頁面摘錄
#####

程式碼如下：(-1為未經過，-2為障礙)

#include <bits/stdc++.h>

using namespace std;

 

#define FAST ios::sync_with_stdio(false);cin.tie(0)

#define Fr(i,s,e) for(auto i = s ; i < e ; i++)

#define endl '\n'

#define Ft first

#define Sd second

 

typedef pair<int, int> pii;

 

const int dx[8] = {3, 3, 1, -1, -3, -3, 1, -1};

const int dy[8] = {1, -1, -3, -3, 1, -1, 3, 3};

const int obstx[8] = {1, 1, 0, 0, -1, -1, 0, 0};

const int obsty[8] = {0, 0, -1, -1, 0, 0, 1, 1};

 

const int MAX = 100;

 

int main(){

FAST;

 

int n, sx, sy, ex, ey, mp[MAX][MAX];

while(cin >> n){

Fr(i,0,MAX)Fr(j,0,MAX)mp[i][j] = -1 ;

Fr(i,0,n){

int x, y; cin >> x >> y;

mp[y][x] = -2;

}

cin >> sx >> sy >> ex >> ey;

auto bfs = [&](int isx, int isy, int iex, int iey){

auto valid = [&](int x, int y){

return x >= 0 and y >= 0 and x < MAX and y < MAX;

};

queue<pii> qu{};

qu.push({isx, isy});

mp[isy][isx] = 0;

bool flag = true;

while(qu.size() and flag){

int x = qu.front().Ft, y = qu.front().Sd; qu.pop();

Fr(i,0,8){

int nx = x + dx[i], ny = y + dy[i];

int ox = obstx[i], oy = obsty[i];

if(valid(nx, ny) and mp[oy][ox] == -1){

qu.push({nx, ny});

mp[ny][nx] = mp[y][x] + 1;

}

if(nx == iex and ny == iey){

flag = false;

break;

}

}

}

};

bfs(sx, sy, ex, ey);

if(mp[ey][ex] == -1)cout << "impossible" << endl;

else cout << mp[ey][ex] << endl; 

}

return 0;

}

#####

區域標註條目:
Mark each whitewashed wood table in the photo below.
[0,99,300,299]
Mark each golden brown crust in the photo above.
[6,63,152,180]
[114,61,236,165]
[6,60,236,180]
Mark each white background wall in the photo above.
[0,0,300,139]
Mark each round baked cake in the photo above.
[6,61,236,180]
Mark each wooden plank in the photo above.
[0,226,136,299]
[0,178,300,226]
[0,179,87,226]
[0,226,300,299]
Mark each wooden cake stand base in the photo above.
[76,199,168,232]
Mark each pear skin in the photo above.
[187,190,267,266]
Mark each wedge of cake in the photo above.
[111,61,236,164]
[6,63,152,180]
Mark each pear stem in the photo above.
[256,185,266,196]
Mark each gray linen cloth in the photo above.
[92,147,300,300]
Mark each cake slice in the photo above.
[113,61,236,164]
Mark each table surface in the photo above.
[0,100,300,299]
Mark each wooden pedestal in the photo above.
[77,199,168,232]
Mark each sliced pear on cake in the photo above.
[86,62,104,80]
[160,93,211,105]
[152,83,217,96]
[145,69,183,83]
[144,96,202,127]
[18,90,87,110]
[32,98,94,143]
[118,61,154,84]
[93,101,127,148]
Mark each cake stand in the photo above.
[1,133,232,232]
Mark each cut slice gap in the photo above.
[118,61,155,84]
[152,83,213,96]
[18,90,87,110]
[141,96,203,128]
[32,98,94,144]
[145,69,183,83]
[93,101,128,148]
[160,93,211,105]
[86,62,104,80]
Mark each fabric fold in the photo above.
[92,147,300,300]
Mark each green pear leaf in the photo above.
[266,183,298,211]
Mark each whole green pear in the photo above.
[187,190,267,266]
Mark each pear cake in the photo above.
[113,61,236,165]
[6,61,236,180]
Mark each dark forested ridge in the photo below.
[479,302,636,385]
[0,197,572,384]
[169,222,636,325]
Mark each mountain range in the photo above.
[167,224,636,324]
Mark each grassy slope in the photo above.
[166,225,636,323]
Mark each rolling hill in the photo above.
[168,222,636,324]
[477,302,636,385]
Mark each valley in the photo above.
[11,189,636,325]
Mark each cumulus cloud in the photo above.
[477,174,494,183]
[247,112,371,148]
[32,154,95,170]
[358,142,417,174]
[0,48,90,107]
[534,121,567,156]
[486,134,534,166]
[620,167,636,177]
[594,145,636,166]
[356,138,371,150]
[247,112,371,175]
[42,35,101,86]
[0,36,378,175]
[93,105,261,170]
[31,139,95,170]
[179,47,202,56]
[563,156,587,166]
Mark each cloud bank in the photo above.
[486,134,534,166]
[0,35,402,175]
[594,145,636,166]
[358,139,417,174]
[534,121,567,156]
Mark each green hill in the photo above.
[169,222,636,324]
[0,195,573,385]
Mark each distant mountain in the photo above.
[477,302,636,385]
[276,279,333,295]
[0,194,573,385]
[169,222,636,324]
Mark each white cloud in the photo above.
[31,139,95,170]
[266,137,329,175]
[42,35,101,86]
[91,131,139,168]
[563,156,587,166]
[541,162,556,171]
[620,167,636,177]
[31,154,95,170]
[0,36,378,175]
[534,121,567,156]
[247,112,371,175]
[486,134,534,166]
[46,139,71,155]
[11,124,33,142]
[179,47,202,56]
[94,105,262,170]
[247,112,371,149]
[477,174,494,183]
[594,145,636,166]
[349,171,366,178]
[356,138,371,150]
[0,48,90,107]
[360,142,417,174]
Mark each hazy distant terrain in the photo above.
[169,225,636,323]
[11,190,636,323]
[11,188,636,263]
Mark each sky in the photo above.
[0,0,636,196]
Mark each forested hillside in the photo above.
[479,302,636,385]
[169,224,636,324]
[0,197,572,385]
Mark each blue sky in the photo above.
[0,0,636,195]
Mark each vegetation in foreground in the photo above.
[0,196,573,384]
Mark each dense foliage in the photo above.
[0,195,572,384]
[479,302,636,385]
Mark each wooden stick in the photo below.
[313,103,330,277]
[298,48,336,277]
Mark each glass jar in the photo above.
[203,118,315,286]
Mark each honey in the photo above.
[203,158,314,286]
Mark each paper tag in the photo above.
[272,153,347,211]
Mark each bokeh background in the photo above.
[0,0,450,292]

#####

練習題目
在這段程式碼摘錄中，數值 -2 代表什麼？

回答
-2 代表障礙。